Passage shown ▸
Unschooling Math Jams: Squaring Numbers in their own Base

Some of the most fun I have working on math with seven year-old No. 1 is discovering new things about math myself.  Last week, we discovered that square of any number in its own base is 100!  Pretty cool!  As usual we figured it out by talking rather than by writing things down, and as usual it was sheer happenstance that we figured it out at all.  Here’s how it went.

I've really been looking forward to working through multiplication ala binary numbers with seven year-old No. 1.  She kind of beat me to the punch though: in the last few weeks she's been learning her multiplication tables in base 10 on her own.  This became apparent when five year-old No. 2 decided he wanted to do some 'schoolwork' a few days back.

(Point annotation records)
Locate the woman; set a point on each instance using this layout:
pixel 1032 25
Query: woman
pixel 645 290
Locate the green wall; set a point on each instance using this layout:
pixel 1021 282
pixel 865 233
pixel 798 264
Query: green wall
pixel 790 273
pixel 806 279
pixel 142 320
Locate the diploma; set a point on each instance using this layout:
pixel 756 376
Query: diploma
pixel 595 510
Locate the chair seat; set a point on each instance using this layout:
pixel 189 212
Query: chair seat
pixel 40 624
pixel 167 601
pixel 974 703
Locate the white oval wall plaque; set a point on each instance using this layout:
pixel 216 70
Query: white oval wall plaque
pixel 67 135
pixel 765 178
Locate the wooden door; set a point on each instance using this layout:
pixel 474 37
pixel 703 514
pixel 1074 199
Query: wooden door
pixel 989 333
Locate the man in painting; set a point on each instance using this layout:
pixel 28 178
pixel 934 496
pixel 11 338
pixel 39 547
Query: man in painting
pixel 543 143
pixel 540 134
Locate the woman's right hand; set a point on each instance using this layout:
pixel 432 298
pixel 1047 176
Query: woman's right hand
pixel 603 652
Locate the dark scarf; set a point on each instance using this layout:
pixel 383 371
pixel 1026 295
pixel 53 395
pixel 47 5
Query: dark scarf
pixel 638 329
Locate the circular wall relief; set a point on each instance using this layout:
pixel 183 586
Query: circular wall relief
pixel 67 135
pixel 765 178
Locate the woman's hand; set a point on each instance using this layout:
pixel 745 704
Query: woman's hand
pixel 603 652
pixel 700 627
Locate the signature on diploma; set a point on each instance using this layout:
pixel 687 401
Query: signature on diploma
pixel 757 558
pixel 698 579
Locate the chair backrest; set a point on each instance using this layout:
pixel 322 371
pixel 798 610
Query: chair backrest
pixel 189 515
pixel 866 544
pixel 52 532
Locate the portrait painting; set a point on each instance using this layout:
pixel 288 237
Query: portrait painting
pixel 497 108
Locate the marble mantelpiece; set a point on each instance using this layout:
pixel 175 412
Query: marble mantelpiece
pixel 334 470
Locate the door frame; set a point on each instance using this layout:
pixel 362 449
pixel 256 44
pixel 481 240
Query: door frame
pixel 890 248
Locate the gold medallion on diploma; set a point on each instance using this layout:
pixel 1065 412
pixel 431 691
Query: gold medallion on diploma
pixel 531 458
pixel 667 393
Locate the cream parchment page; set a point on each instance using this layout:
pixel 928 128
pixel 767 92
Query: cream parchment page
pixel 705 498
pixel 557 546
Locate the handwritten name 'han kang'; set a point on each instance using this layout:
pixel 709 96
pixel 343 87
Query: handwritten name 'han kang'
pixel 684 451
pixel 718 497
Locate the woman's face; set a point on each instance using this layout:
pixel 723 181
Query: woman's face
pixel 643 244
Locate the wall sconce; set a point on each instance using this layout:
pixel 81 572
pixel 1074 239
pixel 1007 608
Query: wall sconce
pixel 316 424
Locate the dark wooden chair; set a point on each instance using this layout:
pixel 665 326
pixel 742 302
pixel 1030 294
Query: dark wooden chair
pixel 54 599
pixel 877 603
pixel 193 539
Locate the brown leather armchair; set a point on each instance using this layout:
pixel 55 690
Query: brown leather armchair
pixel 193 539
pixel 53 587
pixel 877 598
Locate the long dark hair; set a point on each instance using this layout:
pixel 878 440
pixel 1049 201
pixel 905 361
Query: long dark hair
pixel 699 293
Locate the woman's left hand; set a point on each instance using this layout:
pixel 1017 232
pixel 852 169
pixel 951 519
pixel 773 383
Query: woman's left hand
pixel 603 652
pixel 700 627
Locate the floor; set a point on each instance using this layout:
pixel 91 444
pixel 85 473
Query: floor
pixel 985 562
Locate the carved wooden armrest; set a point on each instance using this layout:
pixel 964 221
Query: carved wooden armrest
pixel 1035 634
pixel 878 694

What this exercise asks ▸
1. Answer these questions from the math post:
(a) What did the two of them discover the square of any number in its own base to be?
(b) In which base has seven year-old No. 1 been learning her multiplication tables on her own?
(c) Who decided a few days back that he wanted to do some 'schoolwork'?
2. Rewrite the rows starting with the line that contains "Locate the carved" and going on through the last of the rows, replacing "armrest" with "arm support" and keeping everything else the same.

Solutions to the exercise ▸
1.
(a) 100
(b) Base 10
(c) Five year-old No. 2

2.
Locate the carved wooden arm support; set a point on each instance using this layout:
pixel 964 221
Query: carved wooden arm support
pixel 1035 634
pixel 878 694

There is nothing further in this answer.